Reproduce each of the following records word for word, in the same order.

Rows from a pointing dataset
= = = = =

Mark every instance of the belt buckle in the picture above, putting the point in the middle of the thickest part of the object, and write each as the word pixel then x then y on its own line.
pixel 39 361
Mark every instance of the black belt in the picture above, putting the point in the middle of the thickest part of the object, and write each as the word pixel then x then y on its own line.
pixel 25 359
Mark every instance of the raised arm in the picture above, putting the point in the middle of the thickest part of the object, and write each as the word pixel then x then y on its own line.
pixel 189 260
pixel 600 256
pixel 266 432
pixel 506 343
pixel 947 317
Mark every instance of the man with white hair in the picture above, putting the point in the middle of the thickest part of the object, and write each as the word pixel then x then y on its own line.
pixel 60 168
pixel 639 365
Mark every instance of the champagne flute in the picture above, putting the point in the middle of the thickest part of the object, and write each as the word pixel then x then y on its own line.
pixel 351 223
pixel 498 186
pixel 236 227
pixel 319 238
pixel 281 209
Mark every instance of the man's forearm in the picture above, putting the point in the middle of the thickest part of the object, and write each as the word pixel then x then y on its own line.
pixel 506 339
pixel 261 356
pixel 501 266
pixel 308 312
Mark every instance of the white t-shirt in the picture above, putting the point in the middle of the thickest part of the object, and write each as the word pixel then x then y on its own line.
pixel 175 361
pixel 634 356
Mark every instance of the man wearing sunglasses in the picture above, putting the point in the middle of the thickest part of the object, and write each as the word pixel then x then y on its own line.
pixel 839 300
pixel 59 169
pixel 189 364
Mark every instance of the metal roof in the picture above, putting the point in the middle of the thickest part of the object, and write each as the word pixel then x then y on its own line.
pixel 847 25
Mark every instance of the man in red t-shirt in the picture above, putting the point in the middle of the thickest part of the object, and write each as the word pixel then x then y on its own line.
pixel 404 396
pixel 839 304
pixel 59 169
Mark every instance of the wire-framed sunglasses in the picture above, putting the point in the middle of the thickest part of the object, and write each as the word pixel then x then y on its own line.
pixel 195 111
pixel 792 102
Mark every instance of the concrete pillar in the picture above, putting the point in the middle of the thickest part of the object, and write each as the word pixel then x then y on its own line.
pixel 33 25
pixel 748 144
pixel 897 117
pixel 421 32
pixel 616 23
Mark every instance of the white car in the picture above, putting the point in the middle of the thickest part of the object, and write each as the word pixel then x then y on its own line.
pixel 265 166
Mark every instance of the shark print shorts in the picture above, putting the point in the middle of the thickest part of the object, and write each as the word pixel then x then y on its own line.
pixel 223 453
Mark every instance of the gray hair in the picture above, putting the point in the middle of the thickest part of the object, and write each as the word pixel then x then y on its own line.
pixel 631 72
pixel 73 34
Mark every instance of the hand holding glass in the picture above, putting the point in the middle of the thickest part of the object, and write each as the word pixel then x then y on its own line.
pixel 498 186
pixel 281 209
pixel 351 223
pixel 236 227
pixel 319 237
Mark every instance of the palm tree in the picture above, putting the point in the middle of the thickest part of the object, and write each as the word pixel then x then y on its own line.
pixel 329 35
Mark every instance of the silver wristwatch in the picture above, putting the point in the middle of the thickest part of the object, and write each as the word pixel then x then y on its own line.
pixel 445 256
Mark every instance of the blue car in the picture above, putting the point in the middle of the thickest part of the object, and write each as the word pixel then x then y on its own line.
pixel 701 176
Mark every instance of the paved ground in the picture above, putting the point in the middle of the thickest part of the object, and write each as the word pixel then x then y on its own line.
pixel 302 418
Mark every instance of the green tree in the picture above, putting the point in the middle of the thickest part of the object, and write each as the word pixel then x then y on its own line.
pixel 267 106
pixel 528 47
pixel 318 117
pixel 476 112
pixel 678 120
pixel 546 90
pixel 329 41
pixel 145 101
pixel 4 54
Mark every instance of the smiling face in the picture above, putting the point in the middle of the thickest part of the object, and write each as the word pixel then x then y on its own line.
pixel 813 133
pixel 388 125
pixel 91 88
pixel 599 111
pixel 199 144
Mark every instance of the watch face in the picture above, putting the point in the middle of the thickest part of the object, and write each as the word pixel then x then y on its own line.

= = = = =

§ **Correct answer**:
Mark every instance of the belt buckle in the picture above, putting the point in the middle of the thickest part of the object, and write each as the word pixel then x then y on its own line.
pixel 39 361
Mark every instance of the black belt in the picture above, putting the point in the middle of the thickest part of the object, and write each as the word pixel then x then y on its own line.
pixel 25 359
Mark every instance of the raised arm in the picture above, putting the point in the middle of the thickest part of the object, and write each as the word pixel then x then y on its own line.
pixel 189 260
pixel 600 256
pixel 266 432
pixel 506 343
pixel 947 317
Mark every instance of the man with white hair in the picture above, putting the point in the middle of the thickest part of the object, and write each as the word pixel then x then y on its own line.
pixel 60 168
pixel 639 365
Mark every instance of the champagne flute in the picture above, putting the point in the middle of the thickest part of the object, and write each as the word pixel then x then y on its own line.
pixel 351 223
pixel 498 186
pixel 236 227
pixel 319 238
pixel 281 209
Mark every instance of the man's forearm in the picture above, putting the point in the middle of the thickest part of the object, and write each as the word pixel then x then y on its own line.
pixel 506 339
pixel 261 356
pixel 501 266
pixel 308 312
Mark every instance of the white t-shirt in the picture above, putting the point in the middle of the thickest part of the object, and write each as the word pixel then x then y on its own line.
pixel 175 361
pixel 634 356
Mark every instance of the man wearing sunglasses in the picture above, putting the point in the middle of the thickest part of the object, and write each as the word pixel then x then y on its own line.
pixel 839 300
pixel 59 169
pixel 189 364
Mark every instance of the metal roof in the picture above, putting the point in the middle of the thickest part of the object, and write each as the word pixel then x then y on its own line.
pixel 847 25
Mark every instance of the man in red t-shirt in the picture above, putting the point in the middle of the thickest part of the object, and write each as the word pixel then x then y on its own line.
pixel 404 396
pixel 839 304
pixel 59 169
Mark every instance of the wire-framed sunglasses in the picture above, putting the point in the middle of the thickest part of the object, and write each as the word pixel then x then y on its own line.
pixel 195 111
pixel 792 102
Mark every instance of the concrete pillar in the picture above, putting the point in the middle of the thickest part of the object, and write each as the word pixel then x then y on its own line.
pixel 33 25
pixel 748 144
pixel 897 117
pixel 421 32
pixel 616 23
Mark every instance of the white car in the picture above, putting the point in the middle of the thickest part of the object, and write each as the word pixel then x then y on its own line.
pixel 265 166
Mark every instance of the shark print shorts in the picture above, putting the point in the middle of the thickest part of the object, and write each as the word pixel then x then y on its own line.
pixel 223 453
Mark every instance of the gray hair in the picture above, putting the point in the middle of the thickest part of the object, and write each as the word pixel then x then y on its own line.
pixel 631 72
pixel 73 34
Mark every instance of the hand holding glass in the picture above, putting the point in the middle of the thickest part of the object, and write each as the word pixel then x then y on its own line.
pixel 498 186
pixel 281 209
pixel 351 223
pixel 236 227
pixel 319 237
Mark every instance of the palm tree in the picture above, putting the point in the middle of the thickest part of the object, and write each as the word pixel then x then y on its own line.
pixel 329 35
Mark every instance of the silver wristwatch in the picture above, putting the point in the middle of the thickest part of the object, and write each as the word pixel then x then y on its own line.
pixel 445 256
Mark every instance of the blue car in the picture above, putting the point in the middle of the thickest part of the object, and write each as the word pixel then x then y on its own line.
pixel 701 176
Mark every instance of the paved ground in the picture above, putting the point in the middle of the thickest part of the object, and write each as the word pixel then x then y on its own line.
pixel 302 418
Mark every instance of the green tree in the picture above, putting the point in the middle of the thickest part of the object, and write each as the word pixel then x then y on its own line.
pixel 267 106
pixel 528 47
pixel 318 117
pixel 476 112
pixel 678 120
pixel 546 90
pixel 329 41
pixel 145 101
pixel 4 54
Mark every instance of the smiling face in the picture above, putting the point in the middle of the thickest part of the object, and write each as the word pixel then x then y on its own line.
pixel 813 133
pixel 388 125
pixel 91 88
pixel 599 111
pixel 199 144
Mark every instance of the watch face in the picture above, putting the point in the middle of the thickest part of the object, and write each as the word pixel then x then y on its own line.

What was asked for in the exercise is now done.